- Source extract:
--
TeraGrid SU

Hello Ladies and Gentlemen – I was wondering if anyone familiar with TeraGrid might be able to fathom a SU conversion value for a GPU-hour of work in a cluster environment?

I know there are lots of details that’d have specified, but I was just wondering if someone with experience might have a ballpark-range estimate.

Thanks!

For molecular dynamics ( http://www.ameslab.gov/hoomd ) a single Tesla GPU performs equivalently to ~30 CPU cores in a fast cluster. Most speedups I’ve seen reported are in a similar ballpark. Some algorithms that aren’t particularly well adapted to the data-parallel architecture are slower, while others are faster.

This thread: http://forums.nvidia.com/index.php?showtopic=48836 has some more examples, though most are comparing single/multi-core CPUs to a single GPU and not clusters.
--
- Collected data:
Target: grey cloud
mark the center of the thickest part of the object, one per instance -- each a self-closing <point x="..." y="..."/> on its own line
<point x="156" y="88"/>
--
- Tasks to complete:
1. Condense the paragraph of the TeraGrid thread that begins "For molecular dynamics" into a short bulleted list that keeps its main facts.
2. Continue the TeraGrid thread with the next post after its last one.
The listing has no connection to the TeraGrid thread.

- Responses in order:
1.
- For molecular dynamics (HOOMD), one Tesla GPU performs about as well as ~30 CPU cores in a fast cluster.
- Most other reported speedups fall in a similar range.
- Algorithms poorly suited to the data-parallel architecture run slower; others run faster.

2.
If it were me, I wouldn’t necessarily set the SU cost based on the GPU’s speedup relative to the other cores in your cluster. What you really have is a capacity planning problem; you want your GPUs to be used with roughly the same duty cycle as the rest of your cluster. All other things being equal, that would suggest that a GPU-hour should be valued relative to a node-hour by a factor equal to the speedup, but there are several factors that would change that. For instance, if you have fewer GPUs than nodes, that would make GPU-hours relatively more valuable. Offsetting that, the relative newness of GPU programming will probably make some users reluctant to try it, which would tend to make GPU-hours relatively less valuable. My guess is that for now users’ resistance to change will dominate, meaning GPUs should cost less than the speedup ratio, at least until GPU programming is widely accepted amongst users.

If your users will tolerate tinkering with the SU cost structure, I would recommend starting with a reasonable guess and seeing what the queue for jobs requesting GPU resources looks like. Then adjust the cost over time until the utilization for the GPUs is approximately the same as the rest of the system.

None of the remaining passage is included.